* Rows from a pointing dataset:
------

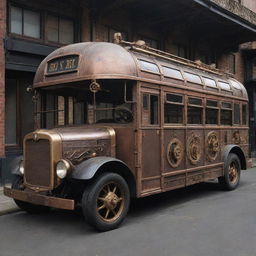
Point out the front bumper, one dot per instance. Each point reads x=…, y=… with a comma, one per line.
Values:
x=35, y=198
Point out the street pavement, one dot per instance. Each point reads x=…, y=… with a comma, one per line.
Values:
x=199, y=220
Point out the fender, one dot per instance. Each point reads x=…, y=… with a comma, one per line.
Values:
x=236, y=150
x=87, y=169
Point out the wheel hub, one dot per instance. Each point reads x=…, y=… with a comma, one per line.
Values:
x=111, y=200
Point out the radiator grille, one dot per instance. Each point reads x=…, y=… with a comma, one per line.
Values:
x=38, y=163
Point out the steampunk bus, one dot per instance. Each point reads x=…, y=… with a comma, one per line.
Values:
x=121, y=120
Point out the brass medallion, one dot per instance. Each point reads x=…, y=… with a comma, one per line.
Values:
x=212, y=146
x=194, y=149
x=175, y=152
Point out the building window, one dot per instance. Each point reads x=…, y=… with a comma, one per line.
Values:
x=111, y=33
x=232, y=63
x=180, y=50
x=59, y=30
x=24, y=22
x=149, y=41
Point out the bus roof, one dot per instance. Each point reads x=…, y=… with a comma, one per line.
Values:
x=132, y=61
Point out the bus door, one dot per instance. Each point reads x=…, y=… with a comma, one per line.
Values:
x=150, y=140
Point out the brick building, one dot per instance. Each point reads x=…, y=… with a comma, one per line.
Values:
x=207, y=30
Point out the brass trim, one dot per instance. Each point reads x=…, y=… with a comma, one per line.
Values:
x=112, y=134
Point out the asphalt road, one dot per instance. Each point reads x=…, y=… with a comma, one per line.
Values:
x=200, y=220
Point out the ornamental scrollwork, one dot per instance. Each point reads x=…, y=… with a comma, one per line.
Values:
x=194, y=150
x=212, y=146
x=175, y=152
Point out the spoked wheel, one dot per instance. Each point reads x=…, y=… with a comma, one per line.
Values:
x=110, y=202
x=232, y=171
x=28, y=207
x=106, y=201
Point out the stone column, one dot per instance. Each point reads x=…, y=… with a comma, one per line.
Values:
x=2, y=75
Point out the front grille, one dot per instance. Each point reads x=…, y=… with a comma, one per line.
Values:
x=38, y=163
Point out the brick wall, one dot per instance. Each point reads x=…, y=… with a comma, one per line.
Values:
x=2, y=73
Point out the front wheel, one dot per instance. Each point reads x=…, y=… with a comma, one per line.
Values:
x=231, y=178
x=106, y=201
x=28, y=207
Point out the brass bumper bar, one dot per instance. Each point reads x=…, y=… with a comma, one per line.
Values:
x=35, y=198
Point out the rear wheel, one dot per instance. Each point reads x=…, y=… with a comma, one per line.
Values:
x=28, y=207
x=231, y=178
x=106, y=201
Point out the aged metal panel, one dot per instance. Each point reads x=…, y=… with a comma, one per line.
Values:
x=151, y=149
x=35, y=198
x=38, y=163
x=125, y=146
x=152, y=185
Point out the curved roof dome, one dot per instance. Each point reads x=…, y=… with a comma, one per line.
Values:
x=104, y=60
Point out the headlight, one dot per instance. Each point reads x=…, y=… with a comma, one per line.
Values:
x=21, y=167
x=62, y=168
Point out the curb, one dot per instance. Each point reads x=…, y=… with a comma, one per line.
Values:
x=6, y=206
x=9, y=211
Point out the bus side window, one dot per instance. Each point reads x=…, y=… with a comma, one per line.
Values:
x=211, y=112
x=226, y=113
x=150, y=115
x=244, y=114
x=195, y=111
x=173, y=109
x=237, y=118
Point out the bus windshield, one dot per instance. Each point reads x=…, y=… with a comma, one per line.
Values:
x=106, y=101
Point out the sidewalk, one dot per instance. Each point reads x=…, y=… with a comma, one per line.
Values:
x=7, y=204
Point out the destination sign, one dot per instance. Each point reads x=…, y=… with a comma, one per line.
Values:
x=63, y=64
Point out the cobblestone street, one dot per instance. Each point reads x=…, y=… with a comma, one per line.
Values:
x=200, y=220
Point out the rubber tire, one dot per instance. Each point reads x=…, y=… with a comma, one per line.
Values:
x=224, y=181
x=25, y=206
x=89, y=201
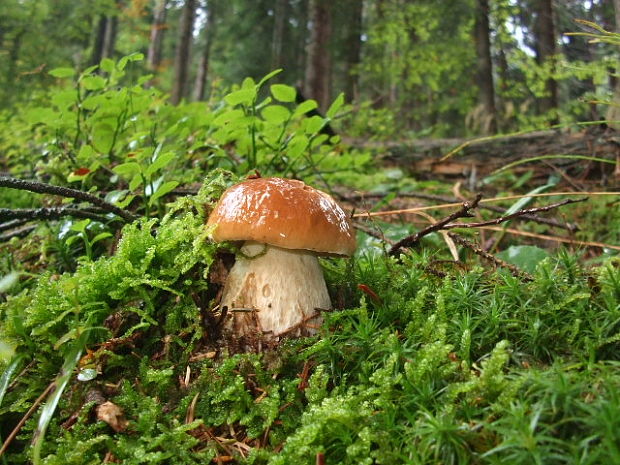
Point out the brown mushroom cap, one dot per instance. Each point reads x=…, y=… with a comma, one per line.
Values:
x=283, y=212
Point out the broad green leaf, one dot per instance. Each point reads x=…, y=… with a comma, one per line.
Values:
x=130, y=168
x=135, y=182
x=8, y=281
x=268, y=76
x=334, y=107
x=107, y=65
x=160, y=162
x=242, y=96
x=5, y=378
x=62, y=72
x=100, y=237
x=276, y=114
x=64, y=98
x=85, y=153
x=164, y=189
x=93, y=82
x=152, y=186
x=228, y=116
x=122, y=63
x=526, y=257
x=283, y=92
x=304, y=107
x=314, y=124
x=87, y=374
x=80, y=226
x=248, y=83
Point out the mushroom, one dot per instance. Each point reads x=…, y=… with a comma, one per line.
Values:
x=276, y=283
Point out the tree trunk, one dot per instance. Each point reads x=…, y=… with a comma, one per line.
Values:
x=182, y=57
x=544, y=30
x=353, y=49
x=484, y=63
x=318, y=63
x=613, y=111
x=158, y=28
x=280, y=15
x=97, y=52
x=109, y=38
x=203, y=66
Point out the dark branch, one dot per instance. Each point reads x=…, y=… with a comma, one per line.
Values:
x=42, y=188
x=487, y=256
x=413, y=239
x=502, y=219
x=47, y=213
x=571, y=227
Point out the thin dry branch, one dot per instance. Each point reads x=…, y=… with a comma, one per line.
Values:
x=571, y=227
x=46, y=213
x=516, y=214
x=413, y=239
x=487, y=256
x=42, y=188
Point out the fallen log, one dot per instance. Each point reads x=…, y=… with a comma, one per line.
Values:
x=459, y=157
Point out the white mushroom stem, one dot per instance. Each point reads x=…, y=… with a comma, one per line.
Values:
x=275, y=290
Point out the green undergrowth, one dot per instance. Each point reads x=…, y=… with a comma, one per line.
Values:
x=470, y=367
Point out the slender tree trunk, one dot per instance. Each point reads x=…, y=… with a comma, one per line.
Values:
x=280, y=15
x=318, y=64
x=203, y=67
x=544, y=29
x=14, y=55
x=97, y=52
x=182, y=58
x=158, y=28
x=109, y=38
x=484, y=73
x=353, y=49
x=613, y=111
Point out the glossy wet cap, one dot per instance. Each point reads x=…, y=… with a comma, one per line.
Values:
x=285, y=213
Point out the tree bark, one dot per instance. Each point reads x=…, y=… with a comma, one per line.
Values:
x=613, y=111
x=280, y=15
x=544, y=30
x=318, y=63
x=353, y=49
x=158, y=28
x=97, y=52
x=182, y=58
x=203, y=67
x=484, y=63
x=109, y=38
x=424, y=156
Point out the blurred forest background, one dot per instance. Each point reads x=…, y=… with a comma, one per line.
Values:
x=422, y=68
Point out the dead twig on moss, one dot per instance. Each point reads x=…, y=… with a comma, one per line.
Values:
x=46, y=213
x=43, y=188
x=516, y=214
x=413, y=239
x=571, y=227
x=475, y=248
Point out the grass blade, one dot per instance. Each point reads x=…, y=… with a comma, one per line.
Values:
x=71, y=360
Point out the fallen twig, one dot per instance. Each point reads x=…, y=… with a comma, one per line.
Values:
x=47, y=213
x=487, y=256
x=571, y=227
x=502, y=219
x=42, y=188
x=411, y=240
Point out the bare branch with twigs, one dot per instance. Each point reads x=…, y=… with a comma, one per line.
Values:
x=43, y=188
x=487, y=256
x=518, y=213
x=413, y=239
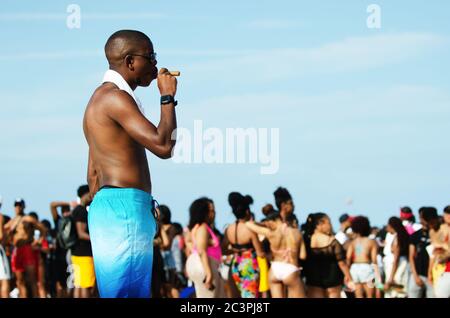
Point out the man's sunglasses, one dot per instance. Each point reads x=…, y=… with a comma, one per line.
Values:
x=151, y=57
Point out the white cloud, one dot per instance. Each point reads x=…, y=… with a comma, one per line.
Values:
x=51, y=55
x=273, y=24
x=52, y=16
x=351, y=54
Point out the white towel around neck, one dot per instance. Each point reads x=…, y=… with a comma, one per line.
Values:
x=114, y=77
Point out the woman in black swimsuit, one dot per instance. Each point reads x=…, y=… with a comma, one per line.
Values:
x=325, y=267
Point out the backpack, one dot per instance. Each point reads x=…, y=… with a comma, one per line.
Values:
x=66, y=235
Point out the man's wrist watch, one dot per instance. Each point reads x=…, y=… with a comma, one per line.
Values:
x=168, y=99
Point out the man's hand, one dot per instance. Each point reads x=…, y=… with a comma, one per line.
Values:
x=419, y=281
x=167, y=83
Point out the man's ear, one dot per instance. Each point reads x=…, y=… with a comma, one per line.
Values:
x=129, y=60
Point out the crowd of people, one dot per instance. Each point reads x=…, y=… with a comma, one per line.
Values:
x=276, y=257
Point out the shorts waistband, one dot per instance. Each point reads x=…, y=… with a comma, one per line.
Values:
x=123, y=193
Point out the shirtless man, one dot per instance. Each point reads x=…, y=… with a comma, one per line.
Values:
x=23, y=261
x=284, y=203
x=5, y=273
x=287, y=248
x=121, y=221
x=362, y=259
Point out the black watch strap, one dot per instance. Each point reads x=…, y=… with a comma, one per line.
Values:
x=168, y=99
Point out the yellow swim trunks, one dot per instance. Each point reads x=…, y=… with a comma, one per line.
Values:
x=83, y=271
x=263, y=275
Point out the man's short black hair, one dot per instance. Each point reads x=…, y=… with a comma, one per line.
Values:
x=447, y=209
x=34, y=215
x=82, y=190
x=361, y=225
x=281, y=195
x=122, y=43
x=429, y=213
x=344, y=217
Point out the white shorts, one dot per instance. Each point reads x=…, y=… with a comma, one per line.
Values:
x=5, y=273
x=442, y=289
x=362, y=273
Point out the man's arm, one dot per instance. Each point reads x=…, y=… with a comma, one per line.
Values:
x=258, y=229
x=92, y=176
x=82, y=231
x=125, y=112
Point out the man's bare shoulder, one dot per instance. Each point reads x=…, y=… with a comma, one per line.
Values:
x=110, y=95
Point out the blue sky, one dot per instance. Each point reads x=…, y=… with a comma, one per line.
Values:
x=365, y=113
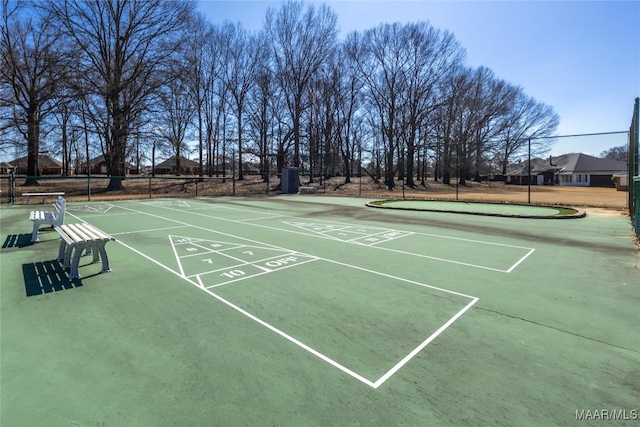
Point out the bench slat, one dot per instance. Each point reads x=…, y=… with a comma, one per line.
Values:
x=75, y=238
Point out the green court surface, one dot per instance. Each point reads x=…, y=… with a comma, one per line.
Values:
x=318, y=311
x=480, y=208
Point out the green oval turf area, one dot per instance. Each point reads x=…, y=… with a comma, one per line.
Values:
x=480, y=208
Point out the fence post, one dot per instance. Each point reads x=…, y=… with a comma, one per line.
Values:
x=12, y=186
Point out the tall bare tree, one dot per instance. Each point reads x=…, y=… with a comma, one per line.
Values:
x=527, y=118
x=124, y=44
x=301, y=41
x=242, y=55
x=29, y=71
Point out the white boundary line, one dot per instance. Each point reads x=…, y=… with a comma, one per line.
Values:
x=321, y=236
x=302, y=345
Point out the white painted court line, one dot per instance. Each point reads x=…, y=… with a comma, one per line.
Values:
x=373, y=384
x=262, y=273
x=319, y=235
x=148, y=230
x=520, y=261
x=425, y=343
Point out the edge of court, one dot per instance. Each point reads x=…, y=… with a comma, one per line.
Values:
x=421, y=206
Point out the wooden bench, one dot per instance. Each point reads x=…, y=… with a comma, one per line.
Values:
x=79, y=238
x=52, y=218
x=308, y=190
x=43, y=195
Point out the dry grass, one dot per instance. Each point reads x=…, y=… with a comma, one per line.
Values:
x=76, y=189
x=607, y=198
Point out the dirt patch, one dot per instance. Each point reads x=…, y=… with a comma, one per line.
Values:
x=76, y=189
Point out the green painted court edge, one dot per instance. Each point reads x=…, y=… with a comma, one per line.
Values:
x=556, y=336
x=512, y=210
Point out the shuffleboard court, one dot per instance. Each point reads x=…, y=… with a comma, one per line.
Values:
x=316, y=310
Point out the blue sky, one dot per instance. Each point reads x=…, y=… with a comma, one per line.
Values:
x=580, y=57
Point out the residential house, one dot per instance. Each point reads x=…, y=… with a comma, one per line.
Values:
x=46, y=165
x=169, y=166
x=575, y=169
x=98, y=165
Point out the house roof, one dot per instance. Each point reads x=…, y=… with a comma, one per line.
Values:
x=570, y=164
x=44, y=161
x=184, y=162
x=100, y=159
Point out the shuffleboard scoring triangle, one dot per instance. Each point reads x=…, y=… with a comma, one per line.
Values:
x=97, y=208
x=197, y=258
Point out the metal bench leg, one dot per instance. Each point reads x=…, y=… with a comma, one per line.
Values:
x=75, y=260
x=102, y=251
x=62, y=250
x=34, y=233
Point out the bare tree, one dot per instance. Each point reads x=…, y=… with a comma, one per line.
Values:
x=526, y=118
x=301, y=42
x=242, y=55
x=124, y=44
x=29, y=71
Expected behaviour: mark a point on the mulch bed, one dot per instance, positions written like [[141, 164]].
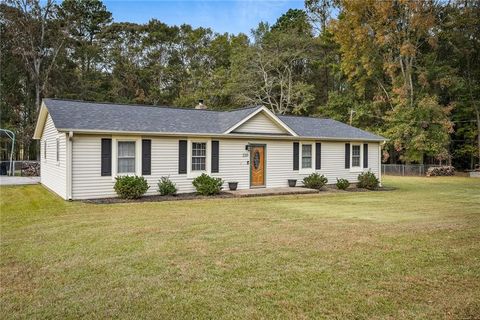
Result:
[[222, 195], [159, 198]]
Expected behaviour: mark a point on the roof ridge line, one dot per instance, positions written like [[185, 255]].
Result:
[[137, 105]]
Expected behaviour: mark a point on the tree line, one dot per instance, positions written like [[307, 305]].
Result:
[[408, 70]]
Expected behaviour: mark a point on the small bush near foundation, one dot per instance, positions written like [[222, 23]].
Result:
[[342, 184], [315, 181], [368, 181], [440, 171], [166, 186], [130, 187], [206, 185]]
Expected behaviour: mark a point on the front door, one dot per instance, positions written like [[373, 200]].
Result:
[[257, 166]]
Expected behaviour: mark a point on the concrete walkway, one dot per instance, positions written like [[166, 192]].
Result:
[[10, 181], [270, 191]]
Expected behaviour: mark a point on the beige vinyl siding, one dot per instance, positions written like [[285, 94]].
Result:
[[53, 172], [260, 123], [87, 182], [233, 164]]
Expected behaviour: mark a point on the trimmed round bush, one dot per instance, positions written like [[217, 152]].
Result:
[[315, 181], [166, 187], [367, 180], [206, 185], [342, 184], [440, 171], [130, 187]]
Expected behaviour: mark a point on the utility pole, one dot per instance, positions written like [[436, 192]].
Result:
[[351, 115]]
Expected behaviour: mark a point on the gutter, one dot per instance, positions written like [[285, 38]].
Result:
[[217, 135]]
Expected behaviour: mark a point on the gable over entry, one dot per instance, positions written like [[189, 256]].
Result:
[[262, 121]]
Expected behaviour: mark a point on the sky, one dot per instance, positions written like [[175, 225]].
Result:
[[232, 16]]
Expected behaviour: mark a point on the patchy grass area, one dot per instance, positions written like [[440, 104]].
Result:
[[409, 253]]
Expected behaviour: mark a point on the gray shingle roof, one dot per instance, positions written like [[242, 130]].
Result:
[[326, 128], [91, 116]]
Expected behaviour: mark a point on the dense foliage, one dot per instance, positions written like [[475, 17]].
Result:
[[440, 171], [408, 70], [207, 185], [130, 187], [166, 187], [315, 181], [368, 180], [342, 184]]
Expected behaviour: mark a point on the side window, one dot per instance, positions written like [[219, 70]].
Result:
[[355, 155], [58, 150], [306, 156], [126, 157], [199, 156]]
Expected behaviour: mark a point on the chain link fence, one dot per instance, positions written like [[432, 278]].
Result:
[[405, 169], [20, 168]]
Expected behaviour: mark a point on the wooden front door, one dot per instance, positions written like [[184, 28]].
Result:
[[257, 166]]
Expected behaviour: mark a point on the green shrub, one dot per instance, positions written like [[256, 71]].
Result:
[[315, 181], [207, 185], [368, 180], [130, 187], [342, 184], [166, 186]]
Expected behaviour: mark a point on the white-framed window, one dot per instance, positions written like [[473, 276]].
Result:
[[126, 157], [199, 156], [356, 156], [58, 150], [306, 156]]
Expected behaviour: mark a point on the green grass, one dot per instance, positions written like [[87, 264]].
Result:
[[409, 253]]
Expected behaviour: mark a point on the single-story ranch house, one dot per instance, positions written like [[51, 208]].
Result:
[[85, 145]]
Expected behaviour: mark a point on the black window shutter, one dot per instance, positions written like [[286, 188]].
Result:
[[347, 155], [365, 155], [215, 156], [146, 157], [296, 158], [106, 157], [318, 156], [182, 156]]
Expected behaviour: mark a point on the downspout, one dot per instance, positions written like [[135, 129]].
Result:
[[69, 164], [380, 161]]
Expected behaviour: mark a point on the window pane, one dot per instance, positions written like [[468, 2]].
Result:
[[126, 149], [199, 153], [126, 165], [356, 156], [306, 162], [306, 156], [356, 150], [356, 161], [307, 150], [126, 156]]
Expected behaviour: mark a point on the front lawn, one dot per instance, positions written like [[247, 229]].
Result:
[[409, 253]]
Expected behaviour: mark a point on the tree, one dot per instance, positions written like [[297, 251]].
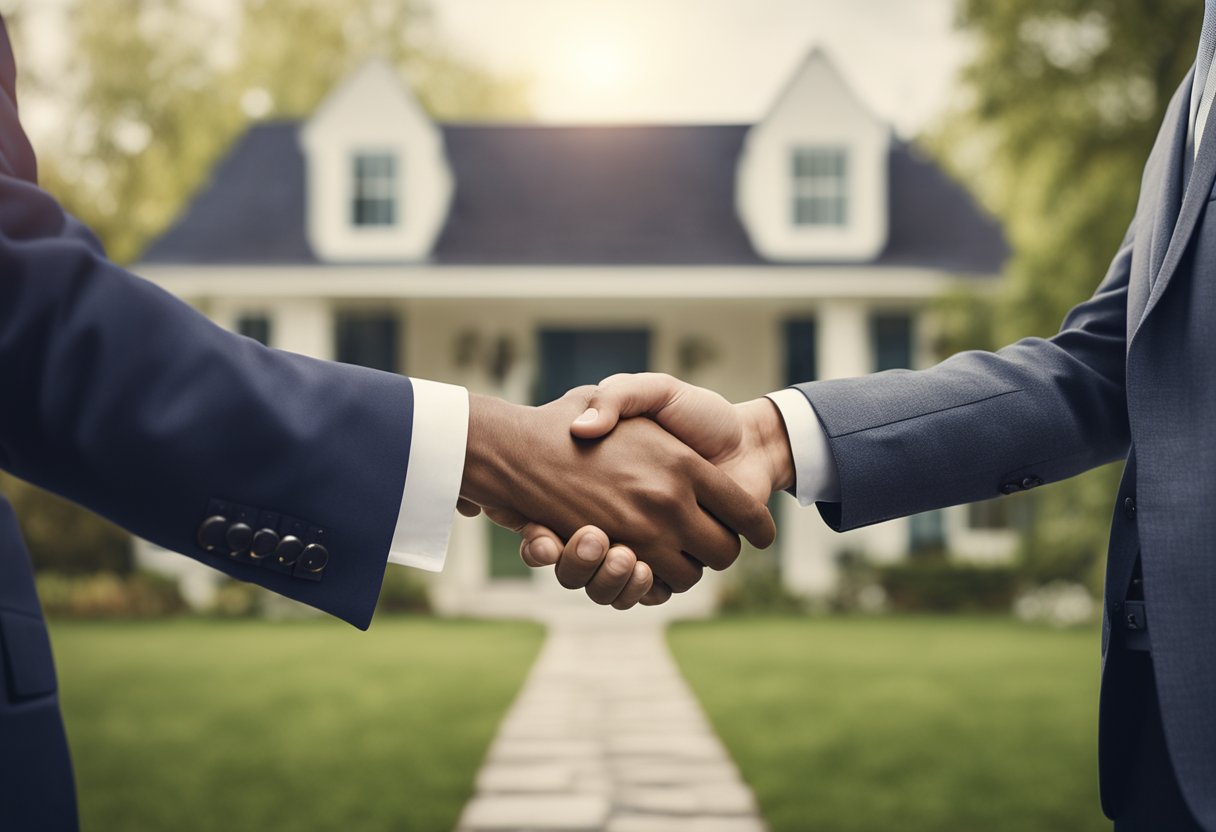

------

Rewrite the records as a numbered list, one line per item, starting with the line that contains "Expected behaviour: mark a point on the mulch" and going on through the line that contains "187], [206, 185]]". Omit blank lines and leave out the pictures.

* Reply to the task:
1. Expected behaviour: mark a point on the mulch bed, one dot per instance, positions written like [[141, 164]].
2. Result:
3. [[222, 195], [159, 198]]
4. Expected behaviour: mark a point on the roof ridge line, one dot per instance, positions written like [[185, 255]].
5. Result:
6. [[137, 105]]
7. Expected behaviour: mark a point on the tree line, one dot per instance, positions written like [[307, 305]].
8. Result:
9. [[408, 70]]
10. Expected behaviour: mark a point on the small bush near foundation, one dot per instance, positions written like [[222, 23]].
11. Result:
12. [[342, 184], [315, 181], [368, 181], [440, 171], [166, 186], [130, 187], [206, 185]]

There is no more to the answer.